DO THIS -> Reproduce word for word the part of the data that opens with the line containing "the white door" and closes with the last line of the data, including both of those lines.
━━━ EXCERPTED DATA
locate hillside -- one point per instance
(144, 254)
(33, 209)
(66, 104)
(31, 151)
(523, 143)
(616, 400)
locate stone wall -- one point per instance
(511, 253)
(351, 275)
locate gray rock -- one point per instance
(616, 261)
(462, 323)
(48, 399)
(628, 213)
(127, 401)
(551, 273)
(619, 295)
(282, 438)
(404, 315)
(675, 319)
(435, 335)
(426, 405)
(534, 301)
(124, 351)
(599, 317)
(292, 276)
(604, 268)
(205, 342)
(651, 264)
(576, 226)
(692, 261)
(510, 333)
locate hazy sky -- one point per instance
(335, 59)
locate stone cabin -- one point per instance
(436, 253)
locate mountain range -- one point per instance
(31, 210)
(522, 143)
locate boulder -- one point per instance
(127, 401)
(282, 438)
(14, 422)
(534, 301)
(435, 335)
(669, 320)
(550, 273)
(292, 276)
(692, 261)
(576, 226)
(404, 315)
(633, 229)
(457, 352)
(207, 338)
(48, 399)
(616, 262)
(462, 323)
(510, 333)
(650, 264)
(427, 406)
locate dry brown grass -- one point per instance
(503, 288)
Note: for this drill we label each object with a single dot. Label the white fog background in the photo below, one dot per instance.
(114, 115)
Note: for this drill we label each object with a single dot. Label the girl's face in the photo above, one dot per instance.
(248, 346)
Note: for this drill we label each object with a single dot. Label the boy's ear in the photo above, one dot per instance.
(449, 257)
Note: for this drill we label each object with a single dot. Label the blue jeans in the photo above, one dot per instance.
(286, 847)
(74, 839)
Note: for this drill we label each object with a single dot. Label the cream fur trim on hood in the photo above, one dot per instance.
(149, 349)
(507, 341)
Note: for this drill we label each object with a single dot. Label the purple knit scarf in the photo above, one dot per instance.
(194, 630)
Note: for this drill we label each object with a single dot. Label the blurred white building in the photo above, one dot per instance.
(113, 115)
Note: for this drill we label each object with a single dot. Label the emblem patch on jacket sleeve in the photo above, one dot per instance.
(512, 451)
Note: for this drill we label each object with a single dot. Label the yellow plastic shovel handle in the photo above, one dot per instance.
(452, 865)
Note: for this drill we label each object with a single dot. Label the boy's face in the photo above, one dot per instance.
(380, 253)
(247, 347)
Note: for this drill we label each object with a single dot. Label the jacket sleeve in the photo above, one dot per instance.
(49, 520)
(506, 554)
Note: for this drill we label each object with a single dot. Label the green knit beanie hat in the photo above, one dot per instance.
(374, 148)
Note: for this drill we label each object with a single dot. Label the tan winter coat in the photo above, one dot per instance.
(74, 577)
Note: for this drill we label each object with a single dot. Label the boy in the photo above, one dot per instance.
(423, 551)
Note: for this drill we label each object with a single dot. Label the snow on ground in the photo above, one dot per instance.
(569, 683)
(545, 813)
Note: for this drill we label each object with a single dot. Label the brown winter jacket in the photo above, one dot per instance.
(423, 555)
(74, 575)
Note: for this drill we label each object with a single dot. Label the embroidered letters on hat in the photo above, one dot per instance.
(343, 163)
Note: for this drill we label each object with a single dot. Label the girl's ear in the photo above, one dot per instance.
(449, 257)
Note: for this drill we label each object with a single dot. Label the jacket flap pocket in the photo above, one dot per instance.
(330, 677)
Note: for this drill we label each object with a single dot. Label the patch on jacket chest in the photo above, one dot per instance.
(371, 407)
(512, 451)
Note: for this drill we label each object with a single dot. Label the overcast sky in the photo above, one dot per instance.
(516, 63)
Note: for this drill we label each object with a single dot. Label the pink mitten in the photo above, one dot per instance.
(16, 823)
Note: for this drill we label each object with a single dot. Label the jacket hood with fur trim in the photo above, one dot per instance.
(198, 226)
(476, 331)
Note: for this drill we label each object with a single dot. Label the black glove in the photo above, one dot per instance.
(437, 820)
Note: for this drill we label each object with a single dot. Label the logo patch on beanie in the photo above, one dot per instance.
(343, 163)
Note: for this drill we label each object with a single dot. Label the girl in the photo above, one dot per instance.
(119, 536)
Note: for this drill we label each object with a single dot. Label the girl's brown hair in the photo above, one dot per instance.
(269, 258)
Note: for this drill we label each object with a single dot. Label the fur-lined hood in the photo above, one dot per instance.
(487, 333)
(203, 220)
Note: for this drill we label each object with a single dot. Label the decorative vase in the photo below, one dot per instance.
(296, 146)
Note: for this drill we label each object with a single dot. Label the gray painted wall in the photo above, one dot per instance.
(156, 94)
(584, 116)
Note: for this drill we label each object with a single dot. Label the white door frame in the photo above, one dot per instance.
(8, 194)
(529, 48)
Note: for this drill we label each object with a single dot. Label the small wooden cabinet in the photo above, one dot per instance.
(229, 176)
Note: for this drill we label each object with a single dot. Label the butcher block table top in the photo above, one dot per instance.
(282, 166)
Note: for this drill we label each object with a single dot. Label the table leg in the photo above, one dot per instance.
━━━━━━
RESULT BELOW ->
Note: for this drill we label each object with a single dot. Label the white door frame in the photo above, one dot per instance.
(8, 194)
(529, 48)
Note: for this drill we label each object with a single dot. Label the small wooden cabinet in the photo above, one dot per instance.
(229, 176)
Note: for this drill we label each object with a single dot. Label the butcher block table top in the photo above, one dot per instance.
(282, 166)
Note: for this drill we label each object with a single dot. Label the table leg in the photo above, one dot per instance.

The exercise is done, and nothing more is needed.